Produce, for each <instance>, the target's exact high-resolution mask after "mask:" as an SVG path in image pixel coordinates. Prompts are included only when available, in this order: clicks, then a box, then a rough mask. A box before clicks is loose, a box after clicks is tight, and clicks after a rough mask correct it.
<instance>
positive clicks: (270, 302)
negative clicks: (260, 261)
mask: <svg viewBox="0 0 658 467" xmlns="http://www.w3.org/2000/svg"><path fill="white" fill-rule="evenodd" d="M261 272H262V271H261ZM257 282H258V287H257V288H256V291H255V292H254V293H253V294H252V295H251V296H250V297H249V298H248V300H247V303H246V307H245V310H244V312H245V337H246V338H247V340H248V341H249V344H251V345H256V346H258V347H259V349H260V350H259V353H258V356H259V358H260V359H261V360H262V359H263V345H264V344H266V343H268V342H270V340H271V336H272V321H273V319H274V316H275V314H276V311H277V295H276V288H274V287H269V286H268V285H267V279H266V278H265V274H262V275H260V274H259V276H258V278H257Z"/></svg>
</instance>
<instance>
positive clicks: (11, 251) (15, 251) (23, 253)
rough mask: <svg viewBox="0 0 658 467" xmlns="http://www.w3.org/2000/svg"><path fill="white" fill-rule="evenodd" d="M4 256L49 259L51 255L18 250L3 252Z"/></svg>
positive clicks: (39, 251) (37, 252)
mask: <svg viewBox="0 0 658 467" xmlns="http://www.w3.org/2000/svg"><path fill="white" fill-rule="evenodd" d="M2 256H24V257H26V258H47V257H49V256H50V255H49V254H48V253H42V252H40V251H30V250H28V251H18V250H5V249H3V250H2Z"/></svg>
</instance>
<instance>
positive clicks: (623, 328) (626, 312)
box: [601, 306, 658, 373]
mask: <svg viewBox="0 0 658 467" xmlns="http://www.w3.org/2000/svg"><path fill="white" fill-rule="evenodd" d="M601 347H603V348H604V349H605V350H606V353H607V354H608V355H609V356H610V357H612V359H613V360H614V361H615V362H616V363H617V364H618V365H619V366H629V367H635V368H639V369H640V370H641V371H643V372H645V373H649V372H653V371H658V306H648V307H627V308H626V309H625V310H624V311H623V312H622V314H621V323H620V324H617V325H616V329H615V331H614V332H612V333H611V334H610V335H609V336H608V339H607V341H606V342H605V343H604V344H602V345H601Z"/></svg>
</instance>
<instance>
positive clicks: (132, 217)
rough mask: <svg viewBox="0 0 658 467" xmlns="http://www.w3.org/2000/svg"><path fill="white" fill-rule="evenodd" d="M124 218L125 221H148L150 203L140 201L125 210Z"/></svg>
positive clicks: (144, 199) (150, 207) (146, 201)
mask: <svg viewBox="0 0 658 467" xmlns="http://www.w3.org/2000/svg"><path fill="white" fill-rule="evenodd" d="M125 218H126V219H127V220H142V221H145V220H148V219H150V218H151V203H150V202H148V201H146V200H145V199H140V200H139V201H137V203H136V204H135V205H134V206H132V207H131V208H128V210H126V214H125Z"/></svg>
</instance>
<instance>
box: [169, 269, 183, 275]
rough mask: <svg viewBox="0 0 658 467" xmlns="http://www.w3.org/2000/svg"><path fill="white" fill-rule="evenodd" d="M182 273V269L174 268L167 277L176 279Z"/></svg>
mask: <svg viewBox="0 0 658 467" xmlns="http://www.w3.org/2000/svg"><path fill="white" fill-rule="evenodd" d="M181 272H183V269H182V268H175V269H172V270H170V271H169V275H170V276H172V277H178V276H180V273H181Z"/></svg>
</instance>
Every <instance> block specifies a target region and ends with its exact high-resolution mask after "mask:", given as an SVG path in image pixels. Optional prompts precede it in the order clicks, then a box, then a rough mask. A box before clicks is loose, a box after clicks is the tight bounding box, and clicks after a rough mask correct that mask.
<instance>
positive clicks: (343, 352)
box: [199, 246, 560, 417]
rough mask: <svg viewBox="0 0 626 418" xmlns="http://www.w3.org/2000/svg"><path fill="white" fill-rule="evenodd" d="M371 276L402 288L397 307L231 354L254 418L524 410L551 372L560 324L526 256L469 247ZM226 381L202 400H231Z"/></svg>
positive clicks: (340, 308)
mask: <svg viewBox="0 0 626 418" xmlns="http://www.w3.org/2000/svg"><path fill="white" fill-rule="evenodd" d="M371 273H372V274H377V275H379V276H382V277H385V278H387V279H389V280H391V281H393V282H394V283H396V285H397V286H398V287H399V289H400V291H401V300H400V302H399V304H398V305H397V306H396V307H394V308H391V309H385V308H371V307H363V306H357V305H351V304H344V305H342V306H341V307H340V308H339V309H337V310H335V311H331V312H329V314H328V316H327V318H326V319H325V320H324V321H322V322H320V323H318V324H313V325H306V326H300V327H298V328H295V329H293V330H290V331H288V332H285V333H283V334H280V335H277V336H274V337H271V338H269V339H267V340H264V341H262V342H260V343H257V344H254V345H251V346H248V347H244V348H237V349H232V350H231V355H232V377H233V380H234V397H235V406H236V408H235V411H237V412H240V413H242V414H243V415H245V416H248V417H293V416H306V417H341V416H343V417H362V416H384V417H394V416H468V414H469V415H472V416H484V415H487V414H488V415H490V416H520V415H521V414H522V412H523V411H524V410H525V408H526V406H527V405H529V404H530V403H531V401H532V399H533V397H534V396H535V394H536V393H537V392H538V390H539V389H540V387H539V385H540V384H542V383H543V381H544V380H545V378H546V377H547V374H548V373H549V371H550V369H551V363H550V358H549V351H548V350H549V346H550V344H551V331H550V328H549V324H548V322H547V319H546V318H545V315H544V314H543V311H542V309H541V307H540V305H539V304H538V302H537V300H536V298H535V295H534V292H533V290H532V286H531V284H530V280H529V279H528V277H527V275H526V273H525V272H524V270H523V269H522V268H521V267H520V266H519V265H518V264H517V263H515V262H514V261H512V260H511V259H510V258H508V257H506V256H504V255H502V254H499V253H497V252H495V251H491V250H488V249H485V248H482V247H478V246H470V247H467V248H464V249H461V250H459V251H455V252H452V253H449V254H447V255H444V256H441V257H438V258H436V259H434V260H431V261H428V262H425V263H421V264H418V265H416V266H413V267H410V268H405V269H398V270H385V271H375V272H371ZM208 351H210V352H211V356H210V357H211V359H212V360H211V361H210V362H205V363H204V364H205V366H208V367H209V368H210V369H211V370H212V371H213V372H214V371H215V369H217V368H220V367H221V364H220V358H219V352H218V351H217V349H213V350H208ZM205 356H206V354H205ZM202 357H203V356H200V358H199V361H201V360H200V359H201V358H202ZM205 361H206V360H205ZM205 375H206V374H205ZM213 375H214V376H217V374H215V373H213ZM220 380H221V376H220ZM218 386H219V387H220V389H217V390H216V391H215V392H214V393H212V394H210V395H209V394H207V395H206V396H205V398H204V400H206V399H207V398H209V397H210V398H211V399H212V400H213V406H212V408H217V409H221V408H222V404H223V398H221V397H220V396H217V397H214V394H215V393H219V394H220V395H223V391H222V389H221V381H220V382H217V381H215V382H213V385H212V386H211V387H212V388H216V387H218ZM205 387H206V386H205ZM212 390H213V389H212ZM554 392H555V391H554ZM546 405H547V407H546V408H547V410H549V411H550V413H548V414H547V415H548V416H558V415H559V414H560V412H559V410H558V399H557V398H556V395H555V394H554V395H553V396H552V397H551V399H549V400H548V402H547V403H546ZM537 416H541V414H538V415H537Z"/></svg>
---+---
*EXERCISE INSTRUCTIONS*
Print each of the entries above again, line for line, with no changes.

*ANSWER BOX*
Produce, for each <instance>, the target's exact high-resolution mask after "mask:" as an SVG path in image pixel coordinates. Prompts are included only when available, in this order: clicks, then a box, then a rough mask. A box before clicks is loose, a box after clicks is tight, and clicks after a rough mask correct it.
<instance>
positive clicks: (270, 302)
negative clicks: (260, 261)
mask: <svg viewBox="0 0 658 467" xmlns="http://www.w3.org/2000/svg"><path fill="white" fill-rule="evenodd" d="M261 272H262V271H261ZM257 282H258V287H257V288H256V291H255V292H254V293H253V294H252V295H251V296H250V297H249V298H248V300H247V303H246V307H245V310H244V312H245V337H246V338H247V340H248V341H249V344H251V345H256V346H258V347H259V349H260V350H259V353H258V356H259V358H260V359H261V360H262V359H263V345H264V344H266V343H268V342H270V340H271V336H272V321H273V319H274V316H275V314H276V311H277V295H276V288H274V287H269V286H268V285H267V279H266V278H265V274H262V275H260V274H259V276H258V278H257Z"/></svg>
</instance>
<instance>
positive clicks: (11, 251) (15, 251) (23, 253)
rough mask: <svg viewBox="0 0 658 467" xmlns="http://www.w3.org/2000/svg"><path fill="white" fill-rule="evenodd" d="M4 256L49 259L51 255L18 250L3 252Z"/></svg>
positive clicks: (39, 251) (37, 252)
mask: <svg viewBox="0 0 658 467" xmlns="http://www.w3.org/2000/svg"><path fill="white" fill-rule="evenodd" d="M2 256H24V257H26V258H47V257H49V256H50V255H49V254H48V253H42V252H40V251H30V250H28V251H18V250H5V249H3V250H2Z"/></svg>
</instance>
<instance>
positive clicks: (623, 328) (626, 312)
box: [601, 306, 658, 373]
mask: <svg viewBox="0 0 658 467" xmlns="http://www.w3.org/2000/svg"><path fill="white" fill-rule="evenodd" d="M601 347H603V348H604V349H605V350H606V353H607V354H608V355H609V356H610V357H612V359H613V360H614V361H615V362H616V363H617V364H618V365H619V366H629V367H635V368H639V369H640V370H641V371H643V372H645V373H649V372H653V371H658V306H648V307H627V308H626V309H625V310H624V311H623V312H622V314H621V323H620V324H617V325H616V329H615V331H614V332H612V333H611V334H610V335H609V336H608V339H607V341H606V342H605V343H604V344H602V345H601Z"/></svg>
</instance>
<instance>
positive clicks: (132, 217)
rough mask: <svg viewBox="0 0 658 467" xmlns="http://www.w3.org/2000/svg"><path fill="white" fill-rule="evenodd" d="M124 218L125 221H148L150 203L140 201L125 210Z"/></svg>
positive clicks: (144, 199) (150, 207) (146, 201)
mask: <svg viewBox="0 0 658 467" xmlns="http://www.w3.org/2000/svg"><path fill="white" fill-rule="evenodd" d="M125 218H126V219H127V220H142V221H145V220H148V219H150V218H151V203H150V202H148V201H146V200H145V199H140V200H139V201H137V203H136V204H135V205H134V206H132V207H131V208H128V210H126V214H125Z"/></svg>
</instance>
<instance>
box: [169, 269, 183, 275]
rough mask: <svg viewBox="0 0 658 467" xmlns="http://www.w3.org/2000/svg"><path fill="white" fill-rule="evenodd" d="M182 273V269L174 268L167 277L176 279Z"/></svg>
mask: <svg viewBox="0 0 658 467" xmlns="http://www.w3.org/2000/svg"><path fill="white" fill-rule="evenodd" d="M181 272H183V269H182V268H175V269H172V270H170V271H169V275H170V276H172V277H178V276H180V273H181Z"/></svg>
</instance>
Every <instance> block specifies a target region and ends with its exact high-resolution mask after "mask:", given as an SVG path in image pixels. Optional prompts precede it in the order clicks, then a box, then a rough mask. A box before clicks is loose, a box after clicks is the tight bounding box, and clicks after a rough mask correct that mask.
<instance>
positive clicks: (343, 352)
box: [199, 246, 560, 417]
rough mask: <svg viewBox="0 0 626 418" xmlns="http://www.w3.org/2000/svg"><path fill="white" fill-rule="evenodd" d="M371 276L402 288L397 307L231 354L254 418L524 410L551 372L560 324L526 256L469 247ZM226 381L202 400H231Z"/></svg>
positive clicks: (340, 308)
mask: <svg viewBox="0 0 626 418" xmlns="http://www.w3.org/2000/svg"><path fill="white" fill-rule="evenodd" d="M371 273H372V274H377V275H379V276H382V277H385V278H387V279H389V280H391V281H393V282H394V283H396V285H397V286H398V287H399V289H400V291H401V300H400V302H399V304H398V305H397V306H396V307H394V308H391V309H385V308H371V307H363V306H357V305H351V304H344V305H342V306H341V307H340V308H339V309H337V310H335V311H331V312H329V314H328V316H327V318H326V319H325V320H324V321H322V322H320V323H318V324H313V325H306V326H300V327H298V328H295V329H293V330H290V331H288V332H285V333H283V334H280V335H277V336H274V337H271V338H269V339H267V340H264V341H262V342H260V343H257V344H254V345H251V346H248V347H244V348H237V349H232V350H231V355H232V377H233V380H234V397H235V406H236V408H235V411H237V412H240V413H242V414H243V415H245V416H248V417H293V416H306V417H341V416H343V417H362V416H384V417H394V416H468V414H469V415H472V416H484V415H487V414H488V415H490V416H520V415H521V414H522V412H523V411H524V410H525V408H526V406H527V405H529V404H530V403H531V401H532V399H533V397H534V396H535V394H536V393H537V392H538V390H539V389H540V387H539V385H540V384H542V383H543V381H544V380H545V378H546V377H547V374H548V373H549V371H550V369H551V363H550V358H549V351H548V350H549V346H550V344H551V331H550V328H549V324H548V322H547V319H546V318H545V315H544V314H543V311H542V309H541V307H540V305H539V304H538V302H537V300H536V298H535V295H534V292H533V290H532V286H531V284H530V280H529V279H528V277H527V275H526V273H525V272H524V270H523V269H522V268H521V267H520V266H519V265H518V264H517V263H515V262H514V261H512V260H511V259H510V258H508V257H506V256H504V255H502V254H499V253H497V252H495V251H491V250H488V249H485V248H482V247H478V246H470V247H467V248H464V249H461V250H459V251H455V252H452V253H449V254H447V255H444V256H441V257H438V258H436V259H434V260H431V261H428V262H425V263H421V264H418V265H416V266H413V267H410V268H405V269H398V270H385V271H375V272H371ZM208 351H210V352H211V356H210V357H211V359H212V360H211V361H210V362H205V363H204V364H205V366H208V367H209V368H210V369H211V370H212V371H213V372H214V371H215V369H217V368H220V367H221V364H220V358H219V352H218V351H217V349H213V350H208ZM205 356H206V354H205ZM202 357H203V356H200V358H199V361H201V360H200V359H201V358H202ZM205 361H206V360H205ZM205 375H206V374H205ZM213 375H214V376H217V374H215V373H213ZM220 380H221V376H220ZM218 386H219V387H220V389H217V390H216V391H215V392H214V393H212V394H210V395H209V394H207V395H206V396H205V398H204V400H206V399H207V398H209V397H210V398H211V399H212V400H213V406H212V408H217V409H221V408H222V404H223V398H221V397H220V396H217V397H214V394H215V393H219V394H220V395H223V391H222V389H221V381H220V382H217V381H215V382H213V385H212V386H211V387H212V388H216V387H218ZM205 387H206V386H205ZM212 390H213V389H212ZM554 392H555V391H554ZM546 405H547V407H546V408H547V410H549V411H550V413H548V414H547V415H548V416H558V415H559V414H560V412H559V410H558V399H557V398H556V395H555V394H554V395H553V396H552V397H551V399H549V400H548V402H547V403H546ZM537 416H541V414H538V415H537Z"/></svg>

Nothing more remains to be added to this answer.